Would you give the listing again exactly as written, minus its pictures?

==== Records shown ====

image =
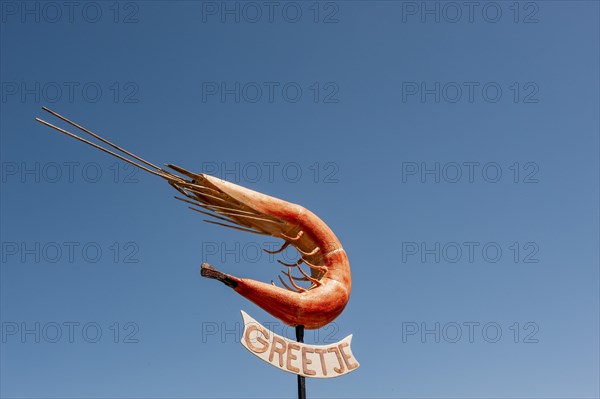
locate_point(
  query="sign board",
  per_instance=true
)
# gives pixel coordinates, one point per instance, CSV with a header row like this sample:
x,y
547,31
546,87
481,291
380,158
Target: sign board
x,y
314,361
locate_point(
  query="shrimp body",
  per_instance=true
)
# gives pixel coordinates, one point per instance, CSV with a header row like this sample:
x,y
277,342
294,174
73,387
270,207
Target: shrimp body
x,y
250,211
320,248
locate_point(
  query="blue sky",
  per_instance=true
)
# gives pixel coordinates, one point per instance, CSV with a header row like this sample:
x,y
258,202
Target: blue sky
x,y
453,150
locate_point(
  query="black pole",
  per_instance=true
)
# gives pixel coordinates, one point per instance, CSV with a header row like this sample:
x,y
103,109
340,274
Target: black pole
x,y
301,379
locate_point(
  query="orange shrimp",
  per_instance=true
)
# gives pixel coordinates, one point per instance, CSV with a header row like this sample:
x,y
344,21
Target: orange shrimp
x,y
247,210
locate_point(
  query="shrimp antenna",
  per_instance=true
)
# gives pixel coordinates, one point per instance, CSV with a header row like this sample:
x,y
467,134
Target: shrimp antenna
x,y
157,170
70,122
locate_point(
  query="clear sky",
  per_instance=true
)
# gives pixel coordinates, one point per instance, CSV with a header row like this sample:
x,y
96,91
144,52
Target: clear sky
x,y
452,147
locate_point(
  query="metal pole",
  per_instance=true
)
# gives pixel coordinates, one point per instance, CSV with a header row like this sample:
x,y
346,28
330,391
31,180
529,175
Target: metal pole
x,y
301,379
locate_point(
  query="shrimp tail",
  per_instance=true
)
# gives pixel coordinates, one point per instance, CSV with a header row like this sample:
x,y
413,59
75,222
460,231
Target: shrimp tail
x,y
208,271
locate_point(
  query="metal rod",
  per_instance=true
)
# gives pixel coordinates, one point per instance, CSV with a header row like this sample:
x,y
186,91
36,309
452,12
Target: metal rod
x,y
301,379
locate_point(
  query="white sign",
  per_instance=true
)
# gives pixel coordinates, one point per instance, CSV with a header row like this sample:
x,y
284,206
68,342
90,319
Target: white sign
x,y
314,361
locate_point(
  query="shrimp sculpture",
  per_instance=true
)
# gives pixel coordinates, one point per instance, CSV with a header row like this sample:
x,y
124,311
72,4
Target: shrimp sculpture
x,y
253,212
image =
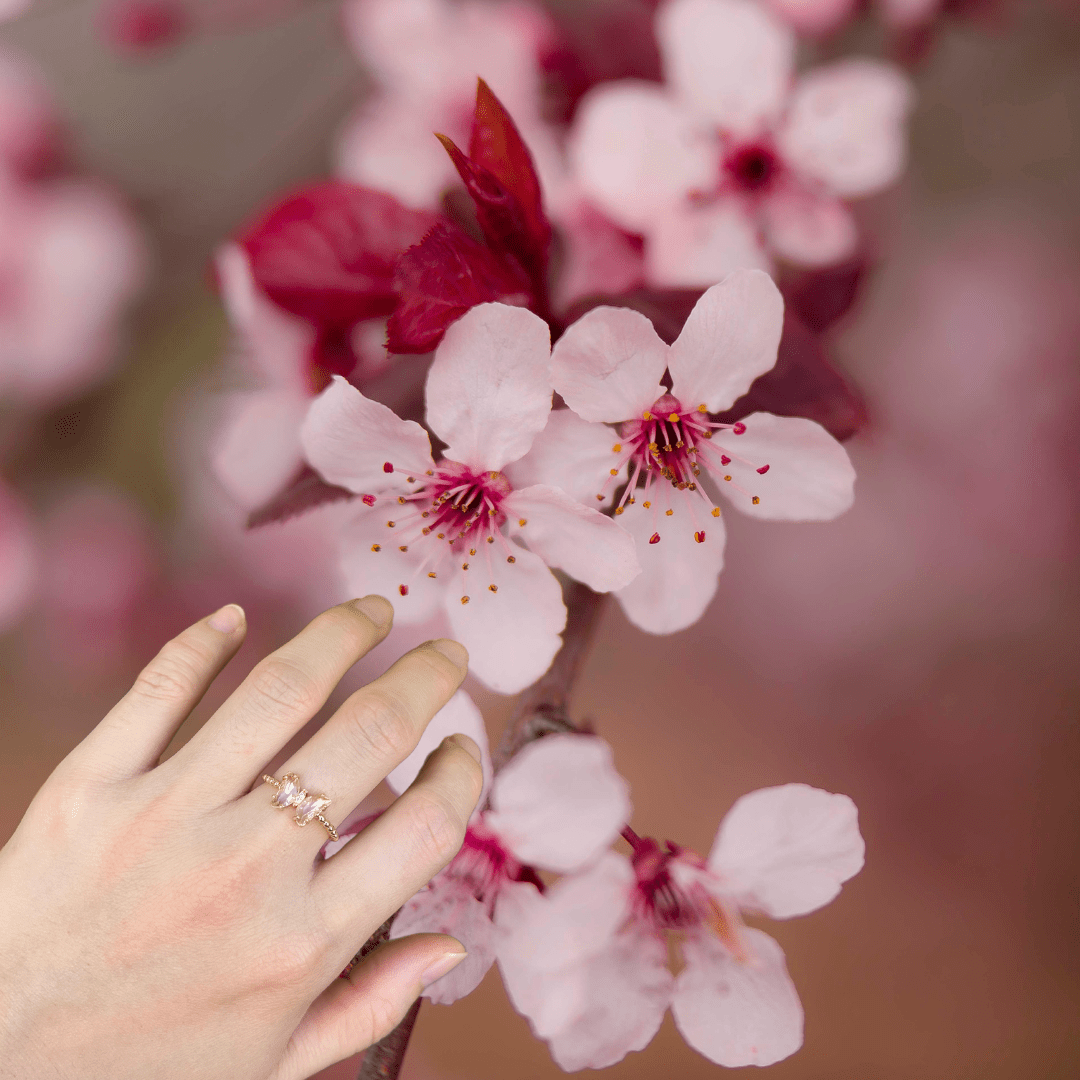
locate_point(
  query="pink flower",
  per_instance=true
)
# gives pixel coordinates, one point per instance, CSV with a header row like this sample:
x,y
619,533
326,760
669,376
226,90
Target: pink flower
x,y
431,534
70,262
731,163
586,962
18,557
426,56
557,805
608,367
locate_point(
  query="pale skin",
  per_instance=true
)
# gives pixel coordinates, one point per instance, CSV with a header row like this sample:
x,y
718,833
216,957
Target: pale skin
x,y
163,920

====

*Exercise answer*:
image =
locate_point(
  query="sign board",
  per_instance=true
)
# gives pixel coordinates, one point per instance, CSV with a header row like this sample:
x,y
547,31
546,87
481,291
380,158
Target: sign board
x,y
314,361
locate_point(
  query="shrimp body",
  per_instance=true
)
# gives pixel coordinates, one point per instance, CSV with a header row like this sample:
x,y
277,342
294,174
73,387
270,207
Target: shrimp body
x,y
250,211
320,248
locate_point(
  query="blue sky",
  per_instance=true
)
# gives pixel coordinates, one point per instance, CSV with a header row like this sample:
x,y
258,202
Target: blue sky
x,y
453,150
locate_point(
  query="black pole",
  per_instance=true
)
# gives pixel coordinates, one point per instance, CSV with a header row like this sample:
x,y
103,109
340,274
Target: black pole
x,y
301,379
locate_point(
  query="orange shrimp",
  per_instance=true
)
# gives pixel coordinates, one point per instance, CSV with a header row like this sample:
x,y
344,21
Target: orange shrimp
x,y
247,210
locate_point(
  query="shrimp antenna",
  per_instance=true
)
# gives pixel coordinates, one point per instance, CSV with a header row like this sample:
x,y
467,134
Target: shrimp antenna
x,y
157,170
70,122
locate_point(
  query="clear sky",
  per_instance=true
)
# gives pixel coordinates, one point per instance, CSV with a header row like this sample:
x,y
96,91
144,52
Target: clear sky
x,y
452,147
locate_point(
  query="metal pole",
  per_instance=true
)
# gives pixel coordinates, one point per instance, CSV with a header row like this sample:
x,y
346,28
330,391
31,180
529,175
Target: metal pole
x,y
301,379
locate_point(
  query="shrimp tail",
  per_instance=true
)
# gives pixel coordinates, one point per instance, CSV with a header row like this sample:
x,y
413,59
75,222
460,231
Target: shrimp tail
x,y
208,271
locate_point(
  query="metal rod",
  per_instance=true
)
# gives pixel coordinates, one point per instance, CSV with a header row like this sample:
x,y
186,91
36,309
452,12
Target: metal rod
x,y
301,379
locate_point(
  query="white sign",
  per_instance=true
)
# gives pixel coordinates, one point per instance, CSV with a header row like this sample:
x,y
284,206
68,342
90,319
Target: white sign
x,y
314,361
locate_point(
  query="shrimp sculpture",
  per_instance=true
)
# gives pixel coordinates, one point per instance, CSV with a header row like this sample:
x,y
124,311
72,4
Target: shrimp sculpture
x,y
253,212
image =
locate_point(
  query="pink flower",
  per_instance=true
)
# gives pixel coordinates, one point per instance, CSV with a header row like this sample:
x,y
619,533
326,760
669,376
226,90
Target: pink flower
x,y
431,534
70,262
731,163
586,962
18,557
426,56
557,805
608,367
locate_point(
  query="pale skin",
  per_instance=true
)
# gives pixel coordinates, one point per instance, CSV with a header row like this sample:
x,y
718,833
216,957
Target: pale skin
x,y
163,920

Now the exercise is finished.